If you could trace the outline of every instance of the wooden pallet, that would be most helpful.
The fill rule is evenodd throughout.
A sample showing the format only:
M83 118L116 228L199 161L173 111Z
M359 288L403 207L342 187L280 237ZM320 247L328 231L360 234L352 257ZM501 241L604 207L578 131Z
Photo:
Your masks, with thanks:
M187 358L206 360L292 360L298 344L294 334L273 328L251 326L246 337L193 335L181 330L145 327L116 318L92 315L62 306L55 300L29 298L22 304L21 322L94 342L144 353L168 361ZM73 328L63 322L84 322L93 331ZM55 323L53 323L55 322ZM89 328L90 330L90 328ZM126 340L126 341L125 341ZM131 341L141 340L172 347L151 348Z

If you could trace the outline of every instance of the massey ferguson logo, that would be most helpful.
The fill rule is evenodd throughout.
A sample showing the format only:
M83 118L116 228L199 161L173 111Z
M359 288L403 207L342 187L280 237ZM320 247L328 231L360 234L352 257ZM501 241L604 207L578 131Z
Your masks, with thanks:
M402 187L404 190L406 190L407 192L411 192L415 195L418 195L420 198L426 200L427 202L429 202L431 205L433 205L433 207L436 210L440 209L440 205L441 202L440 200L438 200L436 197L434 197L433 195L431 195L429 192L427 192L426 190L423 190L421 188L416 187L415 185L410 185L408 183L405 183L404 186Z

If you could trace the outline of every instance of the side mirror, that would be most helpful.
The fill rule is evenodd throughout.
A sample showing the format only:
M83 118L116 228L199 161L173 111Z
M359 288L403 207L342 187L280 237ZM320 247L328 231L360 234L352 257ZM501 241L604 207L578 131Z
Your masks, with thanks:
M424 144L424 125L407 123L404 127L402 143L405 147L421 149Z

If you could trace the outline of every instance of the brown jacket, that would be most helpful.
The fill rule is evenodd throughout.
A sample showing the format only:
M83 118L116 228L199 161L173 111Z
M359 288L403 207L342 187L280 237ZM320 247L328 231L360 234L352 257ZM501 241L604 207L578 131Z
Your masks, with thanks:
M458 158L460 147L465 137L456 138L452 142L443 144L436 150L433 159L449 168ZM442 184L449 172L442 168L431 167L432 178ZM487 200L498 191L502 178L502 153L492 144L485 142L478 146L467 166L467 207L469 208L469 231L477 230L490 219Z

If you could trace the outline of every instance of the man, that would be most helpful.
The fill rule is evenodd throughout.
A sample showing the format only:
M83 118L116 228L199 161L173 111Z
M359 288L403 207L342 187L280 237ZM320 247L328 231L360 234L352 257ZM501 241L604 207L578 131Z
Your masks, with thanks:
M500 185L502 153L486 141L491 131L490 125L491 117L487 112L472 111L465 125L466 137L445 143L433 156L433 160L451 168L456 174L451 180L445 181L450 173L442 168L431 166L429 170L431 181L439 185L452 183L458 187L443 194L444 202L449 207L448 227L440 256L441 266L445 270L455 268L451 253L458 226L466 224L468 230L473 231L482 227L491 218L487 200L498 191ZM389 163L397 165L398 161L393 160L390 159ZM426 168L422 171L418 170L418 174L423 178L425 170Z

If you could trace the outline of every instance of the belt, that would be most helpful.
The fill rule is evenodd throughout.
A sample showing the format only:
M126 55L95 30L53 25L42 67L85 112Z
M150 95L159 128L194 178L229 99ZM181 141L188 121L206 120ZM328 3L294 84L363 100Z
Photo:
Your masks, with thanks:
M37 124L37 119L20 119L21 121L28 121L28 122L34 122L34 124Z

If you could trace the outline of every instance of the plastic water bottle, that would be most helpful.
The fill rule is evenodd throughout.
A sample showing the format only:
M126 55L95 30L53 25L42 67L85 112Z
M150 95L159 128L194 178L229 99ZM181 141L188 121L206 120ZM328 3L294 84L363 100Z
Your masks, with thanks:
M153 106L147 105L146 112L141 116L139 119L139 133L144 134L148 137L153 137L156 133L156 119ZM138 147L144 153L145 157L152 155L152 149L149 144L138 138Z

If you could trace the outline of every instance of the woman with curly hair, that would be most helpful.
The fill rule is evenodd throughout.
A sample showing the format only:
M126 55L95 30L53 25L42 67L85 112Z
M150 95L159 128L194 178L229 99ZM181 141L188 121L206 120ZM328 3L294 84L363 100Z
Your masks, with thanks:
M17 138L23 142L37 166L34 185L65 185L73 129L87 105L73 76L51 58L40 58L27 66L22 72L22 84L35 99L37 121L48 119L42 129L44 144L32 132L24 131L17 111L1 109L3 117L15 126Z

──────

*PROMPT*. Reproduce all of the data exactly as given.

*ANSWER TO THIS TASK*.
If you could trace the outline of every instance of the wooden pallet, that would be most helpful.
The fill rule is evenodd throughout.
A sample showing the format only:
M83 118L116 228L199 161L173 111Z
M359 288L403 207L342 187L280 237ZM320 247L328 231L360 234L352 257ZM501 241L604 207L578 131Z
Photo:
Your masks, with thanks:
M187 358L206 360L292 360L298 344L294 334L273 328L251 326L246 337L193 335L181 330L145 327L116 318L92 315L62 306L55 300L29 298L22 304L21 322L94 342L144 353L168 361ZM73 328L63 322L84 322L93 331ZM55 323L53 323L55 322ZM89 328L90 330L90 328ZM126 340L126 341L125 341ZM131 341L141 340L172 347L151 348Z

If you could trace the outline of every instance of the massey ferguson logo, that would be most helpful.
The fill rule is evenodd throughout.
A sample showing the format only:
M83 118L116 228L199 161L173 111Z
M359 288L403 207L342 187L280 237ZM320 247L328 231L360 234L352 257ZM501 241L604 207L578 131Z
Your masks, with thanks:
M402 187L404 190L406 190L407 192L411 192L415 195L418 195L420 198L426 200L427 202L429 202L431 205L433 205L433 207L436 210L440 209L440 205L441 202L440 200L438 200L436 197L434 197L433 195L431 195L429 192L427 192L426 190L423 190L421 188L416 187L415 185L410 185L408 183L405 183L404 186Z

If you could trace the outline of every instance of the side mirror, that would be most helpful.
The fill rule is evenodd throughout.
A sample showing the format only:
M83 118L116 228L199 161L173 111Z
M359 288L403 207L342 187L280 237ZM320 247L328 231L360 234L352 257ZM501 241L604 207L578 131Z
Your masks, with thanks:
M424 144L424 125L407 123L404 127L402 143L405 147L421 149Z

If you could trace the outline of every instance of the brown jacket, that would be most helpful.
The fill rule is evenodd throughout.
A sample showing the format only:
M83 118L116 228L199 161L173 111Z
M359 288L403 207L342 187L280 237ZM320 247L328 231L360 234L352 257ZM501 241L604 207L578 131Z
Your masks, with thanks:
M458 158L460 147L465 137L456 138L452 142L443 144L436 150L433 159L449 168ZM442 184L449 172L442 168L431 167L432 178ZM487 200L498 191L502 178L502 153L492 144L485 142L478 146L467 166L467 207L469 208L469 231L477 230L490 219Z

If you could trace the outline of every instance of the man, that would be most helpful.
The fill rule is evenodd throughout.
A sample showing the format only:
M83 118L116 228L199 161L173 111Z
M359 288L403 207L342 187L280 237ZM320 247L328 231L360 234L352 257ZM501 241L604 207L578 131Z
Your masks, with thanks:
M500 185L502 153L486 141L491 131L490 125L491 117L487 112L472 111L465 125L466 137L445 143L433 156L433 160L451 168L456 174L451 180L445 181L450 173L442 168L431 166L429 170L431 181L439 185L452 183L458 187L443 194L444 202L449 207L448 227L440 256L441 266L445 270L455 268L451 253L458 226L466 224L468 230L473 231L482 227L491 218L487 200L498 191ZM389 163L397 165L398 161L393 160L390 159ZM426 168L422 171L418 170L418 174L423 178L425 170Z

If you could trace the outline of every instance of the belt, that would be most helpful.
The fill rule is evenodd throughout.
A sample showing the format only:
M126 55L95 30L53 25L42 67L85 112Z
M150 95L159 128L194 178L229 99ZM181 141L188 121L206 120ZM328 3L294 84L363 100Z
Photo:
Your masks, with thanks:
M37 124L37 119L20 119L21 121L28 121L28 122L34 122L34 124Z

If you could trace the outline of every instance of the plastic water bottle, that would be most helpful.
The fill rule is evenodd throughout.
A sample showing the format only:
M126 55L95 30L53 25L42 67L85 112Z
M150 95L159 128L194 178L229 99ZM181 141L188 121L206 120ZM328 3L294 84L363 100Z
Your masks, with thanks:
M153 106L147 105L146 112L141 116L139 119L139 133L144 134L148 137L153 137L156 133L156 119ZM138 147L144 153L145 157L152 155L152 149L149 144L138 138Z

If you could trace the outline of every instance of the woman with curly hair, that would be most helpful.
The fill rule is evenodd throughout.
A sample showing the format only:
M126 55L95 30L53 25L42 67L85 112Z
M150 95L159 128L194 178L229 99ZM181 141L188 121L206 120ZM328 3L294 84L363 100Z
Your masks, with thanks:
M17 138L23 142L37 166L34 185L65 185L73 129L87 105L73 76L51 58L40 58L27 66L22 72L22 84L35 99L37 121L48 119L42 129L44 144L32 132L24 131L17 111L1 109L3 117L15 126Z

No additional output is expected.